§ REQUIREMENT: The stretch wanted below opens at the line containing "label the snow pile, a point per instance." and closes at the line containing "label the blue glove, a point per instance.". Please return it exactly, with no other lines.

Dataset excerpts:
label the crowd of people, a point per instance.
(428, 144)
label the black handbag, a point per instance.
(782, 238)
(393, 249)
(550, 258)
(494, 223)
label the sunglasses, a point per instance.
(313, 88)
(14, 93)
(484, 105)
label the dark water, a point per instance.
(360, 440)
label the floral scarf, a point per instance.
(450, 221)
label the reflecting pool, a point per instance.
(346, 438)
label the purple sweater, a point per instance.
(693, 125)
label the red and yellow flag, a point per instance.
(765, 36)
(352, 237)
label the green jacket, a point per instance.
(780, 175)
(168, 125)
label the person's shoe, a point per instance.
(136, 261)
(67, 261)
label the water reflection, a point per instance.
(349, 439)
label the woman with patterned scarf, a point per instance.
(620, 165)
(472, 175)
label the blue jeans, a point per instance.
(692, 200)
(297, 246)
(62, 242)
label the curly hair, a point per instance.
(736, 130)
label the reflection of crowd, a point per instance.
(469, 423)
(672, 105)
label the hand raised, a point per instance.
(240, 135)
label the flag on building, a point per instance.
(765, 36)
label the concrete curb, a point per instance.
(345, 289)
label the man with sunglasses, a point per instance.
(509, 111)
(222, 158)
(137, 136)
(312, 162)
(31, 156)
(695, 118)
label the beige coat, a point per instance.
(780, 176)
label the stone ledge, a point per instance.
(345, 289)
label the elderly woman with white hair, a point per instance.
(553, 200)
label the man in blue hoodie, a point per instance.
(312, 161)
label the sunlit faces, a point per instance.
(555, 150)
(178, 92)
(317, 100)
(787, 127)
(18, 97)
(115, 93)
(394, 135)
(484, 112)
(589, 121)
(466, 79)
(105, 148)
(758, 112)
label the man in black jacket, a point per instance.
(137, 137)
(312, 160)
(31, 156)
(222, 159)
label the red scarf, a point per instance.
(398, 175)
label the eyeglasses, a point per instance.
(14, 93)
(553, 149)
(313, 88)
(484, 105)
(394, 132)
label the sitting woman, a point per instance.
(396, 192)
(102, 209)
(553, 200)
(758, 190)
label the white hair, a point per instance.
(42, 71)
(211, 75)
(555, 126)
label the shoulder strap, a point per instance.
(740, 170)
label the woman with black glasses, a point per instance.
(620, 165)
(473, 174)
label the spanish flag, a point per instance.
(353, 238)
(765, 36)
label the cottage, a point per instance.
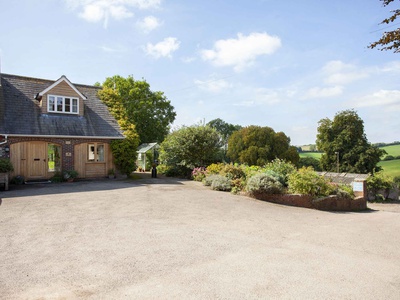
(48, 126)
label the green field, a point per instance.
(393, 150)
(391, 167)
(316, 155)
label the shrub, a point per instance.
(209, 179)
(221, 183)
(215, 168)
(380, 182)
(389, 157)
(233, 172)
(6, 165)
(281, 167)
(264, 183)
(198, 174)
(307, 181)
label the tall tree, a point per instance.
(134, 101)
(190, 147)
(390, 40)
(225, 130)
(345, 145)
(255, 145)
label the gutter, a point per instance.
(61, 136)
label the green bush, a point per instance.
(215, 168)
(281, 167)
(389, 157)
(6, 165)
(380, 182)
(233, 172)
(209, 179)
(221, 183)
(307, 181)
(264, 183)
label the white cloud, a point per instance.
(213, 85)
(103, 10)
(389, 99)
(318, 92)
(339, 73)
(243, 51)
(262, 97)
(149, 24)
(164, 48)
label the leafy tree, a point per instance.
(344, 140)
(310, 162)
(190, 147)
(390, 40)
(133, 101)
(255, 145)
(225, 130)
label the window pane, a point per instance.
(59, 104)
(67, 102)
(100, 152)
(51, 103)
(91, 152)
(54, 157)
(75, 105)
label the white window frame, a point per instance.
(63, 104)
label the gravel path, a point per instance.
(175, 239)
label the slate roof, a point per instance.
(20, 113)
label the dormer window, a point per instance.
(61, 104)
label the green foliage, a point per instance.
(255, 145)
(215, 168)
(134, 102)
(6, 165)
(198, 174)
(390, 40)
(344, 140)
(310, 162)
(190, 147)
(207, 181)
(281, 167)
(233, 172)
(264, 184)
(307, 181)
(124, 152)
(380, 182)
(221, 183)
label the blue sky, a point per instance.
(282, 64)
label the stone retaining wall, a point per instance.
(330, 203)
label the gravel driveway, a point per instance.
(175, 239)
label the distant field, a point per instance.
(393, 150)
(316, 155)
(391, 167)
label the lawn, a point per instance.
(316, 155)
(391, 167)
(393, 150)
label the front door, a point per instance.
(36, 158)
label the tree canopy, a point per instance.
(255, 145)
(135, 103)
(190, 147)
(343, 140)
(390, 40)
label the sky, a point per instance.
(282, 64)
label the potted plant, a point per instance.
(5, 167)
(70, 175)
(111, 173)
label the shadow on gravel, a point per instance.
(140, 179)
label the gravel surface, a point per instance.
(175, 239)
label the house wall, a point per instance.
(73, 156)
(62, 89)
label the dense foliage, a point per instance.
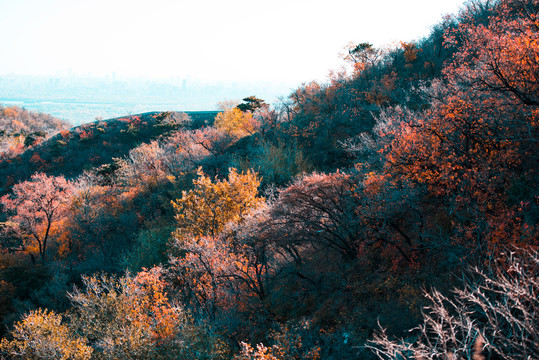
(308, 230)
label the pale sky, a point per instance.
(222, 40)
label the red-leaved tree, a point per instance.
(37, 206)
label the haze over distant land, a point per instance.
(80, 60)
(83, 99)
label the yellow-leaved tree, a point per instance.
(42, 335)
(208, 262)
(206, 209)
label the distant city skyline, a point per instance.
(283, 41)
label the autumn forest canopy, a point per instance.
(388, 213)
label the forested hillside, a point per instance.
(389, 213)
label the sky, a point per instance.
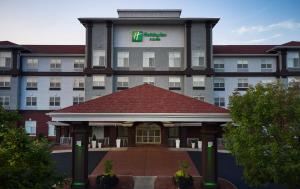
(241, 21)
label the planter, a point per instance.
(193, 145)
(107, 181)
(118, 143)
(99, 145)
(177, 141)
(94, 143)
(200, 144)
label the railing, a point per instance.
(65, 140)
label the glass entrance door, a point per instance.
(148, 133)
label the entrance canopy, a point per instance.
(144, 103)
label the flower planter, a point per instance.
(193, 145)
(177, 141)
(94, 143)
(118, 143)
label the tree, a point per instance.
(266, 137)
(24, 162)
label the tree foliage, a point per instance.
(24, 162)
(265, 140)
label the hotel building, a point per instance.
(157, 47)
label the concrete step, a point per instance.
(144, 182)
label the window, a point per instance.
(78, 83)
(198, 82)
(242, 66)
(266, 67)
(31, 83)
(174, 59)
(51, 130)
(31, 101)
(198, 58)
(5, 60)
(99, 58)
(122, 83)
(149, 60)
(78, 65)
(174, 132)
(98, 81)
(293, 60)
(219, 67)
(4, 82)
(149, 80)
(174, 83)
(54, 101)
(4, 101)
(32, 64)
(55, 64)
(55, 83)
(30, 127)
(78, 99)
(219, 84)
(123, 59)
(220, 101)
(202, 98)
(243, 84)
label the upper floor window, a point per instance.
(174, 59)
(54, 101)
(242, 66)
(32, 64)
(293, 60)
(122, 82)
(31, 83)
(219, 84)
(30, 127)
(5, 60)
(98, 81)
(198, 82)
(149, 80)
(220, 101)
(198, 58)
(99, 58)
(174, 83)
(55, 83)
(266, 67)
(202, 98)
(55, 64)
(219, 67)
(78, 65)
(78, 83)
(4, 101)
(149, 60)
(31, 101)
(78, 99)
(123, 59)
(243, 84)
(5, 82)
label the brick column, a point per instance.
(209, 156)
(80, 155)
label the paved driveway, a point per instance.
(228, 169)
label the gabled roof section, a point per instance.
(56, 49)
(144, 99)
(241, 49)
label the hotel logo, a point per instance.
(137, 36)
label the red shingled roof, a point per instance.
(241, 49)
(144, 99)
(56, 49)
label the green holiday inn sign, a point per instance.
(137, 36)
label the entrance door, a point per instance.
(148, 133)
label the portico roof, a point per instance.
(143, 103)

...

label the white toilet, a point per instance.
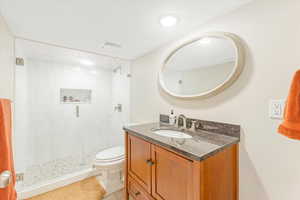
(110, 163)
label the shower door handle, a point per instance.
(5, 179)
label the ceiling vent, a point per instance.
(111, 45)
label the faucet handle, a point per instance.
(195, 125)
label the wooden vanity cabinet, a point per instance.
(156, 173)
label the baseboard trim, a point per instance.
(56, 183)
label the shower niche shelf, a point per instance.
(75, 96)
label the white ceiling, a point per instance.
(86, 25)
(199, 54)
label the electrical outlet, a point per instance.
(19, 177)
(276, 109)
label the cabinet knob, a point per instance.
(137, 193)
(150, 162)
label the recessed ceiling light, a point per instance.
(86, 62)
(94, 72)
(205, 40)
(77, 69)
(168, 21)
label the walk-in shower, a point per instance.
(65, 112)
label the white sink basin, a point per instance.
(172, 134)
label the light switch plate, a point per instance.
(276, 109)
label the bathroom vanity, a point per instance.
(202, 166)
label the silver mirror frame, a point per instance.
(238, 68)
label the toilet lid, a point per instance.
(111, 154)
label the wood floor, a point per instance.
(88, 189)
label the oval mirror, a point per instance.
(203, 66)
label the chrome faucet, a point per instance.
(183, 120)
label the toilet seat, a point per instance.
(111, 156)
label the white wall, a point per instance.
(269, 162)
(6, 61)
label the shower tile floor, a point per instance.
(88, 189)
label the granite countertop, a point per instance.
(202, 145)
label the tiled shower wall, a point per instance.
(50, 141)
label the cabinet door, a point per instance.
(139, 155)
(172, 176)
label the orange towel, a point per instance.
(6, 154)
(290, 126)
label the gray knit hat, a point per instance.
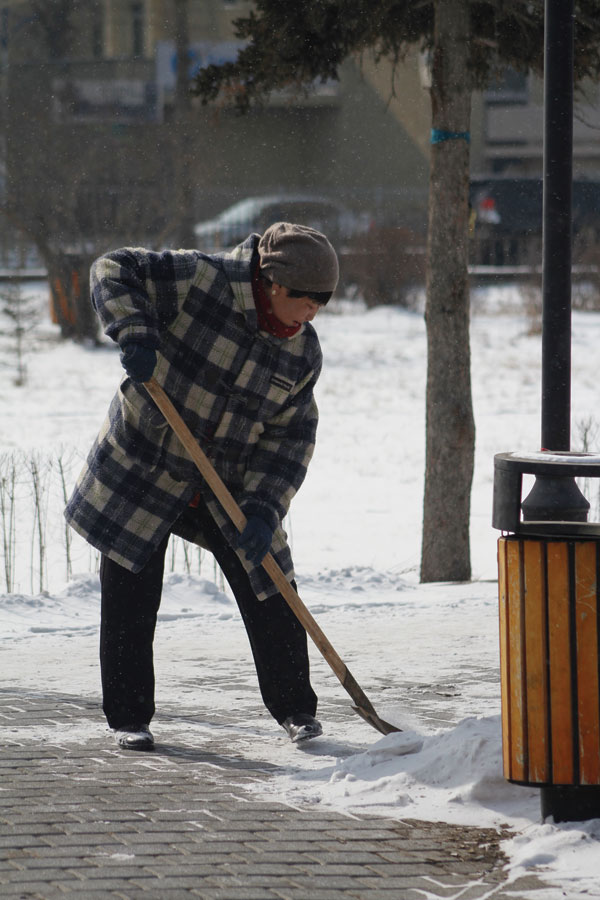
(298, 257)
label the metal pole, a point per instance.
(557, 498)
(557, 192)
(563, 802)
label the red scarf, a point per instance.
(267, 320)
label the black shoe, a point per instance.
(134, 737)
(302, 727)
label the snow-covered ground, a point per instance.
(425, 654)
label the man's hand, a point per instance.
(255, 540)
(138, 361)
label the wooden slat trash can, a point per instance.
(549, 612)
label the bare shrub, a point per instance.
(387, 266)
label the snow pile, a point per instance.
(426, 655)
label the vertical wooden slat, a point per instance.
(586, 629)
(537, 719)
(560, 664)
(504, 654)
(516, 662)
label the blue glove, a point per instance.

---

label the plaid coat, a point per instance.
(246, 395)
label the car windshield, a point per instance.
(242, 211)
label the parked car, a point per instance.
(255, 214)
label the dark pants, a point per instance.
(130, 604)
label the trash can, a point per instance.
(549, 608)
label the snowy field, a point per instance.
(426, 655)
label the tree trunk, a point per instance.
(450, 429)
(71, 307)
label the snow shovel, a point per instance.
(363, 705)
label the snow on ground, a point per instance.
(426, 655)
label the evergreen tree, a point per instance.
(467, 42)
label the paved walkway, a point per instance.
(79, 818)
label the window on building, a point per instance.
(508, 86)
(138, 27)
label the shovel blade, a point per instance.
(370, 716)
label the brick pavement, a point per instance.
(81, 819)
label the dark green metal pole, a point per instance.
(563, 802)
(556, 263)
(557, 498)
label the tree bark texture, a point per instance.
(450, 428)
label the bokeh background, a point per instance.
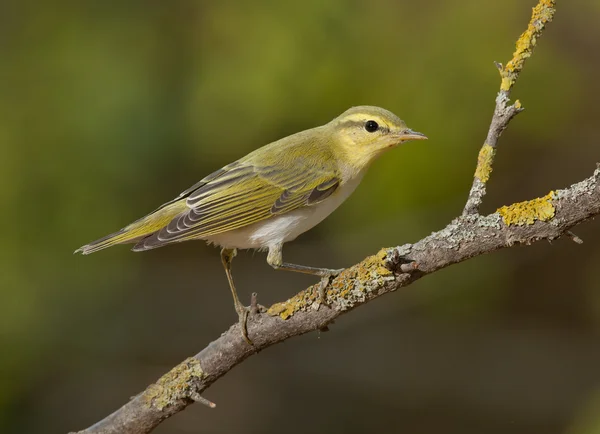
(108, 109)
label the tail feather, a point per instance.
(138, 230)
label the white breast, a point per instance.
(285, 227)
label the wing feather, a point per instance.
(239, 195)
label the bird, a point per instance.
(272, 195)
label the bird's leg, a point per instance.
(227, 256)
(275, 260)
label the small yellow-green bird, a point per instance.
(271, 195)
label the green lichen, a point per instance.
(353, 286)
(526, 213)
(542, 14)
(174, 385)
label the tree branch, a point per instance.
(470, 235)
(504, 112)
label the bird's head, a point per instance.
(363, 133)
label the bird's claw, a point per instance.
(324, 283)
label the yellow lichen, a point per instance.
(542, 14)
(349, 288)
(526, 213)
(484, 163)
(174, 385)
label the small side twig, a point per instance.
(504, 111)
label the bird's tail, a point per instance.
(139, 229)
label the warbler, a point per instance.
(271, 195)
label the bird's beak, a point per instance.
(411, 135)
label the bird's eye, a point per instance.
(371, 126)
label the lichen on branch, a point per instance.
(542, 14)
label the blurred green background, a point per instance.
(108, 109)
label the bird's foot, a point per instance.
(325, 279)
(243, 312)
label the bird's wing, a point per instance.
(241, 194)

§ TASK RESPONSE:
label the snow pile, a point per instance.
(426, 655)
label the vertical wooden slat, a point per instance.
(586, 629)
(537, 719)
(560, 664)
(504, 654)
(516, 662)
label the blue glove, a point per instance.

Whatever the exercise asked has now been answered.